State how many lines of the data contain the word "routine", and write nothing besides the number.
══ Data records
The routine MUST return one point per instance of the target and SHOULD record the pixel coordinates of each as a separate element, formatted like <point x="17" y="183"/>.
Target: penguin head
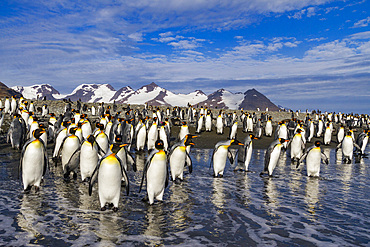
<point x="188" y="140"/>
<point x="236" y="142"/>
<point x="73" y="130"/>
<point x="118" y="139"/>
<point x="252" y="137"/>
<point x="282" y="140"/>
<point x="159" y="145"/>
<point x="115" y="147"/>
<point x="37" y="133"/>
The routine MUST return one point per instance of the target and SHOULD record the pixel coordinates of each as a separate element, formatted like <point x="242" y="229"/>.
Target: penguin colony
<point x="100" y="151"/>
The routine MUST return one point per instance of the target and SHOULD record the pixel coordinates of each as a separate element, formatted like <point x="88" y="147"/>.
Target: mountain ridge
<point x="154" y="95"/>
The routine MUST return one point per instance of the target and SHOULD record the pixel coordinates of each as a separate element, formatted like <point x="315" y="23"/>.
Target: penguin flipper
<point x="213" y="154"/>
<point x="131" y="160"/>
<point x="94" y="176"/>
<point x="188" y="162"/>
<point x="324" y="158"/>
<point x="46" y="161"/>
<point x="230" y="157"/>
<point x="124" y="175"/>
<point x="167" y="178"/>
<point x="146" y="166"/>
<point x="73" y="161"/>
════
[Response]:
4